+++ Text passage +++

THE KITOS WAR: JEWISH COURAGE FROM CYRENE TO WASHINGTON — STRENGTH, SURVIVAL, AND SPIRIT AGAINST TYRANNY ACROSS THE AGES IN THE FACE OF EMPIRES
Dedication
To my beloved mother, Blanche Levine Segal (1926–2025) :A woman of valor, grace, and grit.
This work is dedicated to the memory of my beloved mother Blanche Levine Segal (1926–2025), whose life inspires scholarship, reflection, and love of Torah and family. May her memory continue to be a blessing.
Her strength, laughter, and love of learning live in every page of this work.
From her I learned compassion, faith, and the courage to stand upright in a world that too often bends.
This teaching, then, is not about war alone. It is about the enduring Jewish refusal to surrender dignity. It is about emunah, faith , as resistance, about moral courage as the truest weapon. And so, I dedicate this reflection to her memory, and to every soul who believes that goodness itself is an act of rebellion.
May this study honor her life, her humor, and her quiet strength , a spirit that, like our people, has never been conquered.

+++ Stored data +++

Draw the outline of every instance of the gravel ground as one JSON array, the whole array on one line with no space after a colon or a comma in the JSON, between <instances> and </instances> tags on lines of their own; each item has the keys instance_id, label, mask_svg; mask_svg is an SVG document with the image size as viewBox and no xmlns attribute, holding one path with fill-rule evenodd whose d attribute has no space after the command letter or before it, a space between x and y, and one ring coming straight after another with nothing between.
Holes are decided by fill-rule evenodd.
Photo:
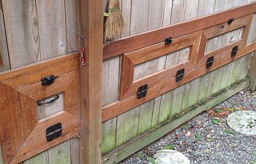
<instances>
[{"instance_id":1,"label":"gravel ground","mask_svg":"<svg viewBox=\"0 0 256 164\"><path fill-rule=\"evenodd\" d=\"M256 164L256 136L246 136L233 131L225 121L227 114L217 116L221 122L214 125L212 120L216 115L211 112L217 114L217 109L227 109L227 112L241 109L256 111L256 92L241 91L121 163L151 163L148 161L154 159L157 150L173 149L187 157L191 164Z\"/></svg>"}]
</instances>

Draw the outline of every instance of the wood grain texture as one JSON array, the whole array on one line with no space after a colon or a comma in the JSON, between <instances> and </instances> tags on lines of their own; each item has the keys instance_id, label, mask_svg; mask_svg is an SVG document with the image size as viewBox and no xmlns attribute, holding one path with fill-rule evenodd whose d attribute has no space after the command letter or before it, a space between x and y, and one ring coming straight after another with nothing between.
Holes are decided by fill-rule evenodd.
<instances>
[{"instance_id":1,"label":"wood grain texture","mask_svg":"<svg viewBox=\"0 0 256 164\"><path fill-rule=\"evenodd\" d=\"M32 85L39 82L44 77L59 76L78 70L78 58L79 54L75 52L7 71L0 73L0 81L15 89Z\"/></svg>"},{"instance_id":2,"label":"wood grain texture","mask_svg":"<svg viewBox=\"0 0 256 164\"><path fill-rule=\"evenodd\" d=\"M20 125L18 115L18 106L17 100L18 94L12 88L0 82L1 87L1 113L0 114L1 146L4 159L4 163L10 163L15 156L22 145L21 134L17 131L20 130ZM13 111L8 110L12 108Z\"/></svg>"},{"instance_id":3,"label":"wood grain texture","mask_svg":"<svg viewBox=\"0 0 256 164\"><path fill-rule=\"evenodd\" d=\"M103 1L81 0L83 34L88 63L80 65L81 164L101 163ZM93 15L91 13L94 13ZM97 26L95 26L97 24ZM94 96L91 96L94 95Z\"/></svg>"},{"instance_id":4,"label":"wood grain texture","mask_svg":"<svg viewBox=\"0 0 256 164\"><path fill-rule=\"evenodd\" d=\"M12 69L41 60L37 6L33 1L2 1Z\"/></svg>"},{"instance_id":5,"label":"wood grain texture","mask_svg":"<svg viewBox=\"0 0 256 164\"><path fill-rule=\"evenodd\" d=\"M64 0L37 1L37 9L41 60L66 54L67 27Z\"/></svg>"},{"instance_id":6,"label":"wood grain texture","mask_svg":"<svg viewBox=\"0 0 256 164\"><path fill-rule=\"evenodd\" d=\"M48 150L49 163L71 164L70 140Z\"/></svg>"},{"instance_id":7,"label":"wood grain texture","mask_svg":"<svg viewBox=\"0 0 256 164\"><path fill-rule=\"evenodd\" d=\"M58 122L61 122L62 124L62 136L50 142L48 142L45 140L45 129ZM10 163L18 163L29 159L38 153L78 135L80 131L79 120L64 112L60 112L52 115L50 117L41 120ZM35 149L35 147L37 147L37 149Z\"/></svg>"},{"instance_id":8,"label":"wood grain texture","mask_svg":"<svg viewBox=\"0 0 256 164\"><path fill-rule=\"evenodd\" d=\"M239 50L239 51L238 52L238 53L236 55L234 59L239 58L242 57L243 55L245 55L249 53L250 52L254 51L254 50L255 50L255 49L256 49L256 44L255 43L248 44L245 47ZM219 68L219 66L224 66L224 65L230 63L233 60L234 60L234 59L230 58L230 51L228 51L227 54L228 55L222 55L223 54L222 54L222 53L219 53L218 55L216 55L216 56L215 56L216 58L214 59L214 63L212 67L211 68L211 70L213 71L213 70ZM189 79L191 78L192 77L193 77L193 79L194 79L194 78L198 77L207 73L208 70L206 69L206 67L205 67L205 63L206 62L206 60L207 60L206 58L205 59L202 60L200 61L200 63L198 64L199 67L197 68L196 69L186 73L187 75L184 77L184 79L182 79L182 82L180 82L178 85L182 85L182 84L184 84L187 82L191 81L191 79ZM113 103L112 104L110 104L108 106L105 106L103 107L102 120L106 120L109 118L111 118L113 116L116 116L118 114L121 114L121 113L127 111L128 109L131 109L134 106L136 106L138 104L141 104L143 102L146 102L148 100L151 100L153 98L158 96L161 93L166 93L168 90L176 87L177 86L178 86L178 85L175 82L175 79L170 79L169 81L166 81L165 82L163 82L157 86L155 86L154 88L152 88L152 93L151 91L151 89L149 89L146 97L143 98L143 99L137 99L135 98L136 96L132 96L132 97L127 98L122 101L117 101L117 102ZM129 101L132 100L132 101ZM117 112L117 113L116 113L116 112Z\"/></svg>"},{"instance_id":9,"label":"wood grain texture","mask_svg":"<svg viewBox=\"0 0 256 164\"><path fill-rule=\"evenodd\" d=\"M142 147L144 147L155 140L161 138L169 133L170 130L175 129L203 111L211 109L219 103L221 103L223 100L225 100L233 95L240 92L241 90L246 87L248 85L249 79L245 79L234 84L233 86L231 86L230 90L223 90L219 91L218 93L214 95L214 96L204 101L203 103L194 106L192 109L178 115L174 119L169 120L168 121L162 123L161 125L157 126L155 128L152 129L152 130L148 131L143 135L134 138L132 141L127 143L118 149L103 156L103 163L118 163L123 159L140 150Z\"/></svg>"},{"instance_id":10,"label":"wood grain texture","mask_svg":"<svg viewBox=\"0 0 256 164\"><path fill-rule=\"evenodd\" d=\"M1 71L9 70L10 69L1 2L0 2L0 36L0 36L0 72L1 72Z\"/></svg>"},{"instance_id":11,"label":"wood grain texture","mask_svg":"<svg viewBox=\"0 0 256 164\"><path fill-rule=\"evenodd\" d=\"M256 3L252 3L151 32L112 42L104 47L104 58L112 58L124 52L161 42L168 36L176 38L226 22L230 18L230 15L233 15L234 18L238 18L255 12L256 11L255 9ZM146 42L145 42L145 38L147 38Z\"/></svg>"}]
</instances>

+++

* [Exercises]:
1. In the dedication, what years are given for Blanche Levine Segal's life?
2. Reproduce word for word the part of the dedication that opens with the words containing "THE KITOS WAR: JEWISH" and closes with "be a blessing.".
The records have no connection to the dedication.

* [Exercise results]:
1. 1926 to 2025.

2.
THE KITOS WAR: JEWISH COURAGE FROM CYRENE TO WASHINGTON — STRENGTH, SURVIVAL, AND SPIRIT AGAINST TYRANNY ACROSS THE AGES IN THE FACE OF EMPIRES
Dedication
To my beloved mother, Blanche Levine Segal (1926–2025) :A woman of valor, grace, and grit.
This work is dedicated to the memory of my beloved mother Blanche Levine Segal (1926–2025), whose life inspires scholarship, reflection, and love of Torah and family. May her memory continue to be a blessing.